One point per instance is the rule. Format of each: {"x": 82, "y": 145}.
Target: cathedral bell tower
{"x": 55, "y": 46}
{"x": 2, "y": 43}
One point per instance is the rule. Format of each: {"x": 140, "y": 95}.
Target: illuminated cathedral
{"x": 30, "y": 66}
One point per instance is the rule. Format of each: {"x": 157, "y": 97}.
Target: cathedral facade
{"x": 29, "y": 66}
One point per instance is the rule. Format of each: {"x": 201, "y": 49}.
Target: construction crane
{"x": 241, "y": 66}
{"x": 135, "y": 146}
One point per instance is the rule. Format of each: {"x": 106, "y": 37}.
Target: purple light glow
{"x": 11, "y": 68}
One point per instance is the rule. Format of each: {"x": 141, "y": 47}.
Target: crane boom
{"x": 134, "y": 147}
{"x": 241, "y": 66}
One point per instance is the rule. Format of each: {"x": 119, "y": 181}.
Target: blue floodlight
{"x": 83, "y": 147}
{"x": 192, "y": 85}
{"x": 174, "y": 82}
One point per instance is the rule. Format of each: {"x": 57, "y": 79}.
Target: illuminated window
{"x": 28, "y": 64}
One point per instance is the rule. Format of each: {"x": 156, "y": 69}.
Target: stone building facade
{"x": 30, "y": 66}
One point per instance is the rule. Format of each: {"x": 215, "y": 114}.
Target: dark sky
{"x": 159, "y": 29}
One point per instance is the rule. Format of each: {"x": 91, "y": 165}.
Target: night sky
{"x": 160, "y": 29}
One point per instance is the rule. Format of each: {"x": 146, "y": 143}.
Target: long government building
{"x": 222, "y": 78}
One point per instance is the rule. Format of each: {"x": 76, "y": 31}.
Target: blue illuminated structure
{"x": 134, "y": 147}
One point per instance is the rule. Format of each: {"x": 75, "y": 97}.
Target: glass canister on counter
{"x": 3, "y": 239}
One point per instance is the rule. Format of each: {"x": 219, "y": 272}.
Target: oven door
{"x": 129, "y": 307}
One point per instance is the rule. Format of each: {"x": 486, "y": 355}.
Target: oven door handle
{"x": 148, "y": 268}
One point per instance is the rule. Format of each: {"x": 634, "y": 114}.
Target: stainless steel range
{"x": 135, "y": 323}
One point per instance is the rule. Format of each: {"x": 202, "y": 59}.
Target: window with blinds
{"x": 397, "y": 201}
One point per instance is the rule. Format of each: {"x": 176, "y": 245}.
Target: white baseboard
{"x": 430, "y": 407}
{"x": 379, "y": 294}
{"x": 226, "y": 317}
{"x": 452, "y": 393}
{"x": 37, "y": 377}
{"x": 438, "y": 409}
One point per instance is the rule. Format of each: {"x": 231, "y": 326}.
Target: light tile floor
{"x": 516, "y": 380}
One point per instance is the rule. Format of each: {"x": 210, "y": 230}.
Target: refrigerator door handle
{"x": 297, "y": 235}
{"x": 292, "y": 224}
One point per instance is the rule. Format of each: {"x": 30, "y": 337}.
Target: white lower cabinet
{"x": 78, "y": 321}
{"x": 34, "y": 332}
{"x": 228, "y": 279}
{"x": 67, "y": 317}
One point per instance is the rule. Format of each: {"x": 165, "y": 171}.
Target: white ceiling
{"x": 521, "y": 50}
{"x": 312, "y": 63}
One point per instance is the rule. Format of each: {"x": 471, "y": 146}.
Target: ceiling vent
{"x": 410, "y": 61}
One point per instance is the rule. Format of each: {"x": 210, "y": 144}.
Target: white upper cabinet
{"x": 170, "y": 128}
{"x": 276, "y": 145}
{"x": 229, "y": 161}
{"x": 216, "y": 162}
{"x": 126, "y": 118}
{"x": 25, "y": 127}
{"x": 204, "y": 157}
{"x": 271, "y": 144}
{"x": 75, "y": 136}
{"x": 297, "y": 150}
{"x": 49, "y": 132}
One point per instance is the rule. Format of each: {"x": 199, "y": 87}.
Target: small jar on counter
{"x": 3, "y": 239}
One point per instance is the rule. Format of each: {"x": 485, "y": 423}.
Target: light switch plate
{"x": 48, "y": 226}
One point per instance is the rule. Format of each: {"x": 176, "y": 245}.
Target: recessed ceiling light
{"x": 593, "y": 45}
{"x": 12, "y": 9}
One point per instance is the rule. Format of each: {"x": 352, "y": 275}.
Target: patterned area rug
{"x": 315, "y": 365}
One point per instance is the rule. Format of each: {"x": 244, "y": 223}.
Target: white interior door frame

● ● ● ● ● ● ●

Request
Please pick out and copy every line of the items above that contains the word "handle".

Solution for this problem
Target: oven door handle
Target: refrigerator door handle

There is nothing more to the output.